RECORDS SUPPLIED —
• • •

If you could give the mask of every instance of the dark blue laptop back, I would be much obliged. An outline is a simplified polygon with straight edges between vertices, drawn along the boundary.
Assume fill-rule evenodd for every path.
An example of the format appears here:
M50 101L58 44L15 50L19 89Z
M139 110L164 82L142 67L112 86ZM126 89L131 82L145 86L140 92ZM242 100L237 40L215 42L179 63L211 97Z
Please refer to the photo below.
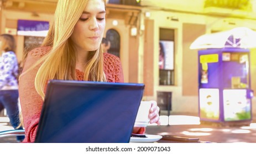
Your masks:
M143 84L51 80L35 142L129 142Z

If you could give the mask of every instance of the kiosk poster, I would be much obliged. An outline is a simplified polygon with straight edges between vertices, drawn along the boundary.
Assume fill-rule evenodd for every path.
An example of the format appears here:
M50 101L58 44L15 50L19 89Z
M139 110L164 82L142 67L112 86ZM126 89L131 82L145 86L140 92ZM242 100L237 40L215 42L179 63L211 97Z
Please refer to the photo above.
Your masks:
M219 98L218 89L200 89L199 90L201 118L212 120L219 119Z
M246 89L223 90L224 119L234 121L250 119L250 100L247 98Z
M159 41L159 69L174 69L174 44L173 41Z

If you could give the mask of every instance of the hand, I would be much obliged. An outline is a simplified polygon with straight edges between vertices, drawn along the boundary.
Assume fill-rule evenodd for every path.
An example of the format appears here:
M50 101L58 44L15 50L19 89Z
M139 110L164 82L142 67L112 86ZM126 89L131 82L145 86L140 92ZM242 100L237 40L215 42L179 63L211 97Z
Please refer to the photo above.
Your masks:
M151 108L149 110L148 117L149 118L149 123L156 123L158 125L160 124L159 117L159 107L158 106L156 102L150 101Z

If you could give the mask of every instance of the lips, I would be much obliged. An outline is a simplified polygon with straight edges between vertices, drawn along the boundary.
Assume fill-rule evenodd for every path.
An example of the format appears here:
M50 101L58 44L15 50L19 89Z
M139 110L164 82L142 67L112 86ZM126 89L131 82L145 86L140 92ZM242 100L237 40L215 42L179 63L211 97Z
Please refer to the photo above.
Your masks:
M92 36L92 37L89 37L88 38L89 38L90 39L92 39L92 40L97 40L98 39L98 37L99 36Z

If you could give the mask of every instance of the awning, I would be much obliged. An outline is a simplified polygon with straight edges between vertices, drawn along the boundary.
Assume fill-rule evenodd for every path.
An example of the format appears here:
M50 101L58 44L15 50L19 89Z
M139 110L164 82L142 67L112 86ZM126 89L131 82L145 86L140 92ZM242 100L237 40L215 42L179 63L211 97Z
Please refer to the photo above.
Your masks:
M190 49L256 47L256 32L245 27L203 35L194 41Z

• • •

PROBLEM STATEMENT —
Rewrite every item above with "much obliged" changed to "very grateful" and nothing else altered. Leave the pictures out.

WRITTEN RESPONSE —
If you could give the mask of every instance of the dark blue laptop back, I would be very grateful. An outline is a simplified polygon with straight edges between vertices, drawn along the boundary.
Assume fill-rule evenodd for every path.
An example of the format appears here:
M50 101L58 44L15 50L19 89Z
M139 110L164 82L142 67L112 86ZM126 89L131 82L145 86L140 92ZM242 100L237 40L215 42L179 63L211 97Z
Please refer to the photo below.
Your masks:
M143 84L51 80L35 142L129 142Z

If you could give the mask of every instance of the kiosk poster, I would be very grateful. An outline is a simplified polygon with straight edges between vertices, drawn along the boundary.
Assume fill-rule evenodd for every path.
An example of the format appears here:
M50 101L58 44L15 50L19 89Z
M139 110L164 82L142 67L112 86ZM126 89L131 82L145 86L140 92ZM242 100L237 40L215 42L179 63L211 97Z
Please refer to the photo above.
Your masks:
M219 98L218 89L200 89L199 90L201 118L212 120L219 119Z
M246 89L223 90L224 119L234 121L250 119L250 100L247 98Z
M159 41L159 69L174 69L174 44L173 41Z

If you could give the mask of every instance of the hand, I would be very grateful. An outline is a simplified polygon with straight edges between vertices, drawn along the boundary.
Assume fill-rule evenodd for every path.
An example of the format appears here:
M50 101L58 44L15 50L19 89Z
M139 110L164 82L142 67L112 86ZM126 89L131 82L145 86L140 92ZM242 100L237 40L215 42L179 63L211 97Z
Please refer to the photo above.
Your masks:
M151 108L149 110L148 117L149 118L149 123L156 123L158 125L160 124L159 117L159 107L158 106L156 102L150 101Z

If you could give the mask of every instance of the lips, I would be very grateful. An outline is a simplified polygon with straight edges between vertices, drawn along the boundary.
Assume fill-rule evenodd for every path.
An example of the format appears here:
M50 101L58 44L15 50L19 89Z
M139 110L164 82L142 67L112 86ZM126 89L131 82L145 86L140 92ZM242 100L237 40L215 42L179 63L211 97Z
Please refer to the photo above.
Your masks:
M92 36L92 37L89 37L88 38L89 38L90 39L92 39L92 40L97 40L98 39L98 37L99 36Z

If you could give the mask of every instance of the awning, I would be very grateful. An outline is a simplified polygon with straight edges between vertices, drawn along the boundary.
Assume fill-rule evenodd for every path.
An example of the format appears here:
M50 101L58 44L15 50L19 89Z
M139 110L164 82L142 67L112 86ZM126 89L131 82L145 86L140 92ZM242 100L237 40L215 42L179 63L211 97Z
Please refer to the photo above.
Your masks:
M190 49L256 47L256 32L245 27L203 35L194 41Z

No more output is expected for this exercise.